(Explore the material)
- 1) According to the Sherlock episode review, what does Sherlock do to other people or their belongings in the Marylebone restaurant? List each act.
- 2) Write the next part of the Sherlock episode review, starting after its final sentence.

(Excerpted passage)
----------

Sherlock Holmes New Series Episode 1
A Potted Review.
When i say potted as in short i should declare that I only watched half of the episode.
This may not classify as a review of the episode. However it does reflect my feelings on it. Which is it was obviously not my cup of tea and quite literally did my head in as in starting to make it ache.
The experience of Sherlock Homes now or perhaps it is just this episode, is akin to watching from a distance, an old arcade game. All fizz and bangs and no real substance or cogency.
As in just when I was settling into some atmospheric scene in the art-Deco surroundings of a Marylebone restaurant: Sherlock Homes would turn turn up pinching people’s neck ties as he went, spilling drinks over them in order to do so. Then Sherlock takes a mascara from a woman’s bag in order to paint on a ridiculous Hitler moustache. Or should we avoid the H word and pretend that his moustache was meant to be French!
Yes, Sherlock had decided that dressing up as a French waiter was a good way of surprising his old friend Watson who thought Sherlock was dead. Cue plenteous and far too many shots of Watson, stony faced n the dark, supposedly depressed. In bed with his own Hitler/ 70’s moustache looking like a porn star missing the disco. Whilst mournfully staring up at the ceiling in bed.
Doctor Watson is officially forlorn. Plus we are meant to believe that in his practice, like it was the 1950’s the receptionist pops her head in before each patient, announces their name followed by their ailment. Yep. Like that really happens.

----------

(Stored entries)
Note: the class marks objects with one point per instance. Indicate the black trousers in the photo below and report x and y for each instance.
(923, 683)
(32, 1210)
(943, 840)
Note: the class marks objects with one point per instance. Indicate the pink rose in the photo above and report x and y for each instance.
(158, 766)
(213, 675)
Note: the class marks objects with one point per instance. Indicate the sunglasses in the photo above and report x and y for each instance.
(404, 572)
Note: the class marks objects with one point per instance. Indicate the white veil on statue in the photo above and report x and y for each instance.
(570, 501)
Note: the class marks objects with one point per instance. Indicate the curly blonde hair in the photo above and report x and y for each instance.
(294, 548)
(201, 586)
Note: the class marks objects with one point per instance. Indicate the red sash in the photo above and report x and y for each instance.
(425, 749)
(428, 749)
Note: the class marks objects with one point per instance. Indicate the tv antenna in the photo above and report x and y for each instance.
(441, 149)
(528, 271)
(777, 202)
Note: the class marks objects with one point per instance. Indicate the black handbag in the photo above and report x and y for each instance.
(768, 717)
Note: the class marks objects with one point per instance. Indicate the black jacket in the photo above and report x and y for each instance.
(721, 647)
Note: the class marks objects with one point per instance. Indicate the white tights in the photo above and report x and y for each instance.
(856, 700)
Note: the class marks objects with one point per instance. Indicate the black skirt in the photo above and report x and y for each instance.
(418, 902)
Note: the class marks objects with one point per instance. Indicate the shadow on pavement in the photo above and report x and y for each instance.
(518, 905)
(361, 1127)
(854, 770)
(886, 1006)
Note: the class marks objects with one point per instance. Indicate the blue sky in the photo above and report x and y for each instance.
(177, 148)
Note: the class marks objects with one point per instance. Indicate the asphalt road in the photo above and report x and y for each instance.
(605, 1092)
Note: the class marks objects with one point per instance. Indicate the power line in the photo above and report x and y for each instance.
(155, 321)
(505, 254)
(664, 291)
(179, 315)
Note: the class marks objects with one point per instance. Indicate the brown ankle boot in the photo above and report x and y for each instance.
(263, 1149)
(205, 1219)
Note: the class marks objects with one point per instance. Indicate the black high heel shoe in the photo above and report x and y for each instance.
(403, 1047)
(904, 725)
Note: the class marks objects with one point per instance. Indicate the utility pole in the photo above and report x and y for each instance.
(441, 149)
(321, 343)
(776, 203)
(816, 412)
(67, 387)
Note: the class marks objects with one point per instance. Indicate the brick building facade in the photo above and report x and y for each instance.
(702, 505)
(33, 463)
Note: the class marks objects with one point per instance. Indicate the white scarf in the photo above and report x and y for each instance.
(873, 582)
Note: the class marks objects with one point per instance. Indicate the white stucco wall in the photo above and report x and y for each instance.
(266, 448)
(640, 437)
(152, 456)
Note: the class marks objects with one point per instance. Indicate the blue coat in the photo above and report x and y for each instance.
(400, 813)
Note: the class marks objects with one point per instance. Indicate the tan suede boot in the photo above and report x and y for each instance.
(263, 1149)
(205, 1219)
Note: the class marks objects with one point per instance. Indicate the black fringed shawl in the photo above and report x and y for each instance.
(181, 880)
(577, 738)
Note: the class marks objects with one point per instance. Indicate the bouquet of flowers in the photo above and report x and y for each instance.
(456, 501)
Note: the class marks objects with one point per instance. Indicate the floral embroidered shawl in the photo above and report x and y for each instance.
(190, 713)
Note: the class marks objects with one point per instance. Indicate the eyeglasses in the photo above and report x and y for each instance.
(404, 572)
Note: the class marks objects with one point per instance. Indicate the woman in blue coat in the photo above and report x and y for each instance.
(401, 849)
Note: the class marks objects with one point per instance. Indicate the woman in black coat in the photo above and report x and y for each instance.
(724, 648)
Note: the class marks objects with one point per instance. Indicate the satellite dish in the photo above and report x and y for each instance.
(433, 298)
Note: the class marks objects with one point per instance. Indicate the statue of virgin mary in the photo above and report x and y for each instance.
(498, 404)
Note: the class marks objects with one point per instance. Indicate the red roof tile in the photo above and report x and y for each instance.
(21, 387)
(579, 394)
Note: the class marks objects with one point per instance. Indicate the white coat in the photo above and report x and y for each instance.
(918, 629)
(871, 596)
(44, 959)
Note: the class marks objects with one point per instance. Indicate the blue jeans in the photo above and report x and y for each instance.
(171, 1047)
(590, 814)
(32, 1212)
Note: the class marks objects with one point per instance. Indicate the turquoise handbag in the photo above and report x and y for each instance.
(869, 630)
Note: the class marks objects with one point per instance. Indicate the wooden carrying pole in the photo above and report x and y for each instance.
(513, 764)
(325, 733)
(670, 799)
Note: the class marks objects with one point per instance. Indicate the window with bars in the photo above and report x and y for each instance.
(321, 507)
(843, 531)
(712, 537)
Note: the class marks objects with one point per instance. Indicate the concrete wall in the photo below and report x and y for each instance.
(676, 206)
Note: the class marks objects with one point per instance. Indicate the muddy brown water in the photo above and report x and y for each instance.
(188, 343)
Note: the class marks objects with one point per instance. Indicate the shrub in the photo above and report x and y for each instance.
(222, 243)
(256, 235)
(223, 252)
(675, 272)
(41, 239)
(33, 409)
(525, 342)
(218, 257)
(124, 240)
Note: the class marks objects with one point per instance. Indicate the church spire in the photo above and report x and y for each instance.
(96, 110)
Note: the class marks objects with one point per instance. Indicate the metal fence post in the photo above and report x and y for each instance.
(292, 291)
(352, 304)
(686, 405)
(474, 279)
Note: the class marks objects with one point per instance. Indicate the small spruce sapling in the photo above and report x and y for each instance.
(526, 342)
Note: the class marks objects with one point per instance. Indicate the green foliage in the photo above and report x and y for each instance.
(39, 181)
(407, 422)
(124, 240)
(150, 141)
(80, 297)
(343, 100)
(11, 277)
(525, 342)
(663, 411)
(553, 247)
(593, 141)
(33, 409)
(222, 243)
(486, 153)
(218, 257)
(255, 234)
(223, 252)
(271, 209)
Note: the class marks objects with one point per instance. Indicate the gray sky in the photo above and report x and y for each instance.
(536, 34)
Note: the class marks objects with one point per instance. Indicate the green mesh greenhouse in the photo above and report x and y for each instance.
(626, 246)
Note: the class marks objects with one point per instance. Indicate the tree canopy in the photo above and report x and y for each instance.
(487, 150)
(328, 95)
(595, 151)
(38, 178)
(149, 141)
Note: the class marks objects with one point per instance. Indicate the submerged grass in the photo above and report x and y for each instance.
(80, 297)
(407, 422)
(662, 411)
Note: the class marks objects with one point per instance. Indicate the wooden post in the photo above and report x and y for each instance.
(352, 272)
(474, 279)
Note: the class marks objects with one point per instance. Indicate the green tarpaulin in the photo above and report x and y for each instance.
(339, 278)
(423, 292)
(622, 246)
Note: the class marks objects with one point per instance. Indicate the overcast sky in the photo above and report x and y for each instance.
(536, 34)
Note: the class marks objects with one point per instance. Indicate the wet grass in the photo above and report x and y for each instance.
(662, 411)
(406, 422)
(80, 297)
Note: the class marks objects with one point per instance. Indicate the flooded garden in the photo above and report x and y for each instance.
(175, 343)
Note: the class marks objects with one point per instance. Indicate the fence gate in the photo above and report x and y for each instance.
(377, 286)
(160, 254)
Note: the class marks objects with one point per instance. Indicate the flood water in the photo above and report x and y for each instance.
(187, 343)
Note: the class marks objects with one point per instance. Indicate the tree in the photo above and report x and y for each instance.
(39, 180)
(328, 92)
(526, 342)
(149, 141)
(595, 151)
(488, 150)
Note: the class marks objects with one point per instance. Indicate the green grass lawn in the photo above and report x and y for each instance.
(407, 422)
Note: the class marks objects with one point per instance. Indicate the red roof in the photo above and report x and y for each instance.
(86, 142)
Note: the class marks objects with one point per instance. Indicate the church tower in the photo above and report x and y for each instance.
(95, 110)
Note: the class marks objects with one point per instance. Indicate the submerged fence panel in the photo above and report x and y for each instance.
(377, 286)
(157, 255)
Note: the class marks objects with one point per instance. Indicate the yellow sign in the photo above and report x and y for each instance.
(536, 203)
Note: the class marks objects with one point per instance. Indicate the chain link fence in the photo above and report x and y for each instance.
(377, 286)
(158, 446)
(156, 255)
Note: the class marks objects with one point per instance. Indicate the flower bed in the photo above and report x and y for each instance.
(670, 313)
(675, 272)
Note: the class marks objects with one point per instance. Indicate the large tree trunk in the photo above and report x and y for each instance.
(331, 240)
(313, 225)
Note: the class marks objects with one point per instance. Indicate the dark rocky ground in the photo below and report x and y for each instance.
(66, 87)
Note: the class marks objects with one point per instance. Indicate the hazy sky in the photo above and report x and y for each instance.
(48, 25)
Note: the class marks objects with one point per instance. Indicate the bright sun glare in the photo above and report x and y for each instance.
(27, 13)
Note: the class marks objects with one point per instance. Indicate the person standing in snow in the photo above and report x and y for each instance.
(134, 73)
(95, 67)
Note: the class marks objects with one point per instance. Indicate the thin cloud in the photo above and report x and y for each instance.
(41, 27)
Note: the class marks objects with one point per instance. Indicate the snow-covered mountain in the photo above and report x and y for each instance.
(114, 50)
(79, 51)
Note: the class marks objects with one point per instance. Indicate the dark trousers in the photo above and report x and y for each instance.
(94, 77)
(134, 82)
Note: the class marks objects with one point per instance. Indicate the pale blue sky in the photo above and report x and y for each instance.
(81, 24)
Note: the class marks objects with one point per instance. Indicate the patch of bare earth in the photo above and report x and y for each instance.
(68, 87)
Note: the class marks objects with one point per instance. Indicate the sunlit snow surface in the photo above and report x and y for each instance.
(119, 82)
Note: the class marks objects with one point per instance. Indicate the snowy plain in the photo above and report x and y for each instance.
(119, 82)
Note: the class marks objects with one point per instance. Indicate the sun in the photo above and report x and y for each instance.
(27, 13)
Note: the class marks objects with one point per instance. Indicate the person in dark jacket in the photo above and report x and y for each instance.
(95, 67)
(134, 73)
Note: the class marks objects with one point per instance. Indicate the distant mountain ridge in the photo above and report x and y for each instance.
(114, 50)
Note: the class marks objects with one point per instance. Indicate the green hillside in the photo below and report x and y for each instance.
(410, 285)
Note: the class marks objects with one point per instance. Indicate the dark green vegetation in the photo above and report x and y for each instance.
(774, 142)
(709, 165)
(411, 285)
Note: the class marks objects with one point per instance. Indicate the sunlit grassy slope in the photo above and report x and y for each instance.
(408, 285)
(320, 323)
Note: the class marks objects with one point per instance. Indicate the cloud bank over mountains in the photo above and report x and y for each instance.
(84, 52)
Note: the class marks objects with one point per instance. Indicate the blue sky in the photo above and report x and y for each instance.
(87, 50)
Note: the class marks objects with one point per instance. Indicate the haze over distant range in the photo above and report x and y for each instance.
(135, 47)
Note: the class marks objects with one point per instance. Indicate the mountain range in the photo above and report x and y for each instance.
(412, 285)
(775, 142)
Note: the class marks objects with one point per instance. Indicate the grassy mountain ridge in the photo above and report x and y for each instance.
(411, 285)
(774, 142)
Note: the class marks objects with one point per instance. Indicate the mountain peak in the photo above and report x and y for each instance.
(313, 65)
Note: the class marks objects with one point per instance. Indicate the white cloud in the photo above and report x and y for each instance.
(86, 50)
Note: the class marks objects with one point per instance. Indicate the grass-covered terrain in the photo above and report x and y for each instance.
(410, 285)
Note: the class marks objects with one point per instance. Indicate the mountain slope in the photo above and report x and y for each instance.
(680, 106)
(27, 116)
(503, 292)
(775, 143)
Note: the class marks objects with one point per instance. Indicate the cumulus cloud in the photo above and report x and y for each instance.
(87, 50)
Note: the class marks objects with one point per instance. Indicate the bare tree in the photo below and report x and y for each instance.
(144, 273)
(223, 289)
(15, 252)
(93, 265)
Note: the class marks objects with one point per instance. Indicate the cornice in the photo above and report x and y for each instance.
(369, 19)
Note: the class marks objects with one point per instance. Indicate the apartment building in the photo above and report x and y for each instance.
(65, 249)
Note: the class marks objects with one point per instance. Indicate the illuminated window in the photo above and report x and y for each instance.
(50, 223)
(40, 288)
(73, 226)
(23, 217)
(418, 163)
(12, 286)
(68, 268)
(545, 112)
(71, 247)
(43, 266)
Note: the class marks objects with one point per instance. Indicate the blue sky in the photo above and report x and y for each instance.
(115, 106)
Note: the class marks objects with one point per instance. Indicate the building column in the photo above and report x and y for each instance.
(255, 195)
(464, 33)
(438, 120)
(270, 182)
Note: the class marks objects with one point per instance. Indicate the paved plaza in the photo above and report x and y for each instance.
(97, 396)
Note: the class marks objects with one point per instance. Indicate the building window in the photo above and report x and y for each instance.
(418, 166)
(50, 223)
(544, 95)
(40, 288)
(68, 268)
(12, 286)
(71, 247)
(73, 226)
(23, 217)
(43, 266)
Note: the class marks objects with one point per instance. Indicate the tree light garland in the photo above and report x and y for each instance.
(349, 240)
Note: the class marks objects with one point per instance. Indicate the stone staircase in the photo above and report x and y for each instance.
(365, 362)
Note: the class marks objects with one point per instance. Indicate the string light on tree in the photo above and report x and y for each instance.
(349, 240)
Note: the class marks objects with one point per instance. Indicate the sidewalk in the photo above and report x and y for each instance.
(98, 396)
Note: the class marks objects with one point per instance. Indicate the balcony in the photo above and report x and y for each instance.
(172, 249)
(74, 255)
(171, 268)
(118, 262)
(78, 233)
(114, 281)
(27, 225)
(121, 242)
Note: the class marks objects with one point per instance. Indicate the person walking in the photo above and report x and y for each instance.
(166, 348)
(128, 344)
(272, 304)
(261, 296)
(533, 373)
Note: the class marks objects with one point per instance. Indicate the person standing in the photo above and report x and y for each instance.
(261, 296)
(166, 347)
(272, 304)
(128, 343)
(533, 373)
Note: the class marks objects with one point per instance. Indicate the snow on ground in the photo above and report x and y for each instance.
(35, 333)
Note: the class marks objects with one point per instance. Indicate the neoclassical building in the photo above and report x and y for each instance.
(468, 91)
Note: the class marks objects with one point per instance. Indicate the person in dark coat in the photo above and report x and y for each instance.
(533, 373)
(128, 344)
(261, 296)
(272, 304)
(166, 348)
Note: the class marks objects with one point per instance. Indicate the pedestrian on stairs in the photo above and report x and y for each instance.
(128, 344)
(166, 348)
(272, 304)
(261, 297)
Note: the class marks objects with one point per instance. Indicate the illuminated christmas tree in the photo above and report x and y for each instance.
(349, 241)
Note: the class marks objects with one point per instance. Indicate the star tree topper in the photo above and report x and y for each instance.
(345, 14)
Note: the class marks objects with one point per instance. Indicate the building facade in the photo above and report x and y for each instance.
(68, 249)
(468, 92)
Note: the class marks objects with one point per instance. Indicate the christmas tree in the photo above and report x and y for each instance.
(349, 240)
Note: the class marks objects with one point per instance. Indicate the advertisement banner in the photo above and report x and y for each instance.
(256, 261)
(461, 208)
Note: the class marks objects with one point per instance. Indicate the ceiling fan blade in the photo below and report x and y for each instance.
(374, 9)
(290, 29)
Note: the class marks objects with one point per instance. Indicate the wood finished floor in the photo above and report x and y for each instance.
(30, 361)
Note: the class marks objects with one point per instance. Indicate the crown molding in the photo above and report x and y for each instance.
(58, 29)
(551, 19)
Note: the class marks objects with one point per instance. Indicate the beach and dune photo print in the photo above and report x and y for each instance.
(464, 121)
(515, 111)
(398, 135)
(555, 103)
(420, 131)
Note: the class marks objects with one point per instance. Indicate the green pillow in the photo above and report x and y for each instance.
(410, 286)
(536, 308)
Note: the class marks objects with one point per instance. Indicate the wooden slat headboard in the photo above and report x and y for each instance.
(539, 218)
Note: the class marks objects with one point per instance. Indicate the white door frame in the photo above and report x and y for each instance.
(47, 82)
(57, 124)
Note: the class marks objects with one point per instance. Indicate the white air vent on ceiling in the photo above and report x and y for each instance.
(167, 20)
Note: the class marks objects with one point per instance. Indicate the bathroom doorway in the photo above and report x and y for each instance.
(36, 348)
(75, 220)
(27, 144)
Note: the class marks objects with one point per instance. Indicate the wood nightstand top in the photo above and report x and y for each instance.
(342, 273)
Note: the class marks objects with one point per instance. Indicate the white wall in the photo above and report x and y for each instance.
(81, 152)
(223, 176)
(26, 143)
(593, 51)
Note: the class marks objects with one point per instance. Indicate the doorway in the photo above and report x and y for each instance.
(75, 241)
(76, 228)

----------

(Your written answers)
- 1)
- He pinches people's neck ties.
- He spills drinks over them.
- He takes a mascara from a woman's bag.

- 2)
So Dr. Watson is portrayed quite successfully as living in a quasi-semi stylish Poirot era which fit the Sherlock Holmes ethos quite well. Watson’s new fiancée keeps up this atmospheric touch with her flapper styled hair and winsome ways and flowery floaty dress.
That is until Sherlock and his flummery appear and ruin it all. Then we have the cartoonish fight , the bloody nose and the depressing sync out of Baker street style into a kebab shop like the end of a club night. With the Halal sign on the window.
We see the anachronistic sight of two young lads asking for a penny for the guy. Anachronistic since this practice disappeared from London long ago. But no matter, this is all cleverly signposting the Gunpowder and treason and underground plot. Obviously stolen straight from Vendetta.
However as soon as I heard the words terrorist plot which preceded all this I was pretty sure it wouldn’t be featuring anybody that it might realistically be expected to. I couldn’t quite stretch to feeling the subject generally to be fit for the jokey boys own adventure feel.
Sherlock, having completely ignored Watson’s fiancée’ at the dinner table when talking to his supposed beloved Watson instead, then in the blink of an eye is whizzing off with her in a James Bond like motorcycle race in the night.
I am thinking Dr. Watson’s fiancée’ might have been useful for dabbing Sherlock’s battered nose. I didn’t notice. This is what women characters usually do in post fight scenes.
The rest of the women featured in this episode variously: stood servant like with file or Sherlock’s coat, even putting it on him in true butler style. Molly simpered and make a help meet companion dutifully writing extraneous notes whilst the genius worked.
Sherlock’s housekeeper threw up her arms and screamed woman-lishly and banged about in the kitchen. Back to the time of Poirot-when single men might have had housekeepers. I guess you notice these things more when you have been watching Wallander back to back over Xmas as I have. Sherlock Holmes is sexist.
I find Sherlock now to be a granite faced snob. A show off. A tiresome, unfunny bore. Whose genius and or yawn stereotypical Aspergers excuses him from being inexcusably rude and is just a modern day cover for sociopath and the worship of said sociopath. Like he was a God or demi-God.
The same sociopath as hero is to be seen in umpteen dramas where we are invited to like the hero as murderer. (Hannibal/ The Blacklist/ Dexter)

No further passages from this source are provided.